**Goal of the exercise**
Find every line in the listing that contains the word "need" and copy each of those lines.

**Items**
⁂

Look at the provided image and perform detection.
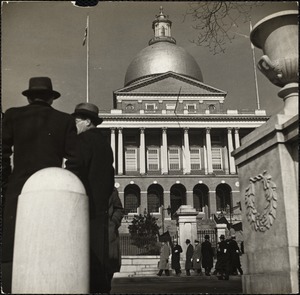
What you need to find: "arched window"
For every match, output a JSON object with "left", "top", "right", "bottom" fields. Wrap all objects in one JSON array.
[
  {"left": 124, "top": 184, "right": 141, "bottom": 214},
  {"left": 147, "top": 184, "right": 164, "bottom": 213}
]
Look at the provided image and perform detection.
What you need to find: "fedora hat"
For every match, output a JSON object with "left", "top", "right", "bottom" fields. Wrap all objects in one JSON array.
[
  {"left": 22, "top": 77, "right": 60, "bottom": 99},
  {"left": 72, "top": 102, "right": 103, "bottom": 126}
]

⁂

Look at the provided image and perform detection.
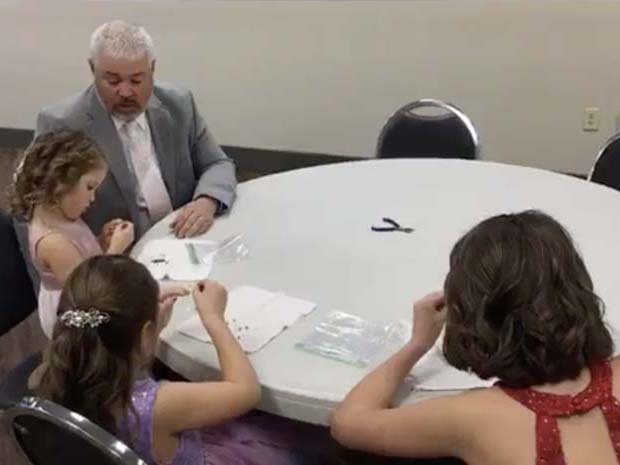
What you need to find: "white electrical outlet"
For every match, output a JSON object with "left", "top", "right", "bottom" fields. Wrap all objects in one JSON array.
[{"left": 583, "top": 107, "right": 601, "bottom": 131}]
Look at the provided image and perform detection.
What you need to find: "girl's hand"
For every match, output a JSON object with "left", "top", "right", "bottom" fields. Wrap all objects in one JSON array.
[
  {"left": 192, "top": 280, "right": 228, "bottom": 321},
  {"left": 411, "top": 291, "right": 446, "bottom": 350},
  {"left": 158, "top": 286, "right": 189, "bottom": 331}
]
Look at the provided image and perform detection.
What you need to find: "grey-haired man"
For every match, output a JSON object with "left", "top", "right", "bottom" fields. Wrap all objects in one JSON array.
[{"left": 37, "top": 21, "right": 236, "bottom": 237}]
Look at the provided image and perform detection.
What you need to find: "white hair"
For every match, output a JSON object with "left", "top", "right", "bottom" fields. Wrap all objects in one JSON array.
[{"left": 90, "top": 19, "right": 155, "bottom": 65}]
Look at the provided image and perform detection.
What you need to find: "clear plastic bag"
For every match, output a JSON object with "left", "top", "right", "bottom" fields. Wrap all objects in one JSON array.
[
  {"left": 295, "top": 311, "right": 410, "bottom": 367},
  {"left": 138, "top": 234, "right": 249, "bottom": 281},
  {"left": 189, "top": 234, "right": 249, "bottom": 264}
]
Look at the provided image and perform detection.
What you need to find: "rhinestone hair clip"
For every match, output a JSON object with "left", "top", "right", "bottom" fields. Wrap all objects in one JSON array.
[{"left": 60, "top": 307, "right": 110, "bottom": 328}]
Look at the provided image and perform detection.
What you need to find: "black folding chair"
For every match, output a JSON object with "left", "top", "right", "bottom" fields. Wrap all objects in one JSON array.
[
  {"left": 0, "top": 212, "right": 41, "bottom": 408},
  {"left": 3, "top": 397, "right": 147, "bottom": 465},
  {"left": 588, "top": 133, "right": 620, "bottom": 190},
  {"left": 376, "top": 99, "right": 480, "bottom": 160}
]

⁂

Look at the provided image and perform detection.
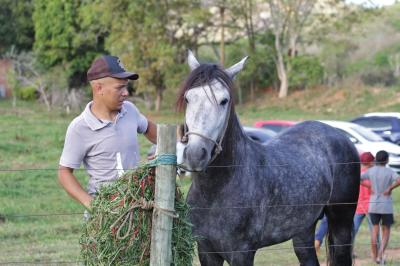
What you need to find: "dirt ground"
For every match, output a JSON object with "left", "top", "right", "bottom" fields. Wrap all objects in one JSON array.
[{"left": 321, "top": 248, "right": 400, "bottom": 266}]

⁂

**Answer to the task**
What you need to find: "arched window"
What you need to find: "fedora hat"
What you need to find: "white electrical outlet"
What you need to find: "girl's hand"
What you need to find: "grey-haired man"
What you need to find: "white hair"
What you need to find: "clear plastic bag"
What you need to find: "rhinestone hair clip"
What you need to find: "black folding chair"
What you need to find: "dirt ground"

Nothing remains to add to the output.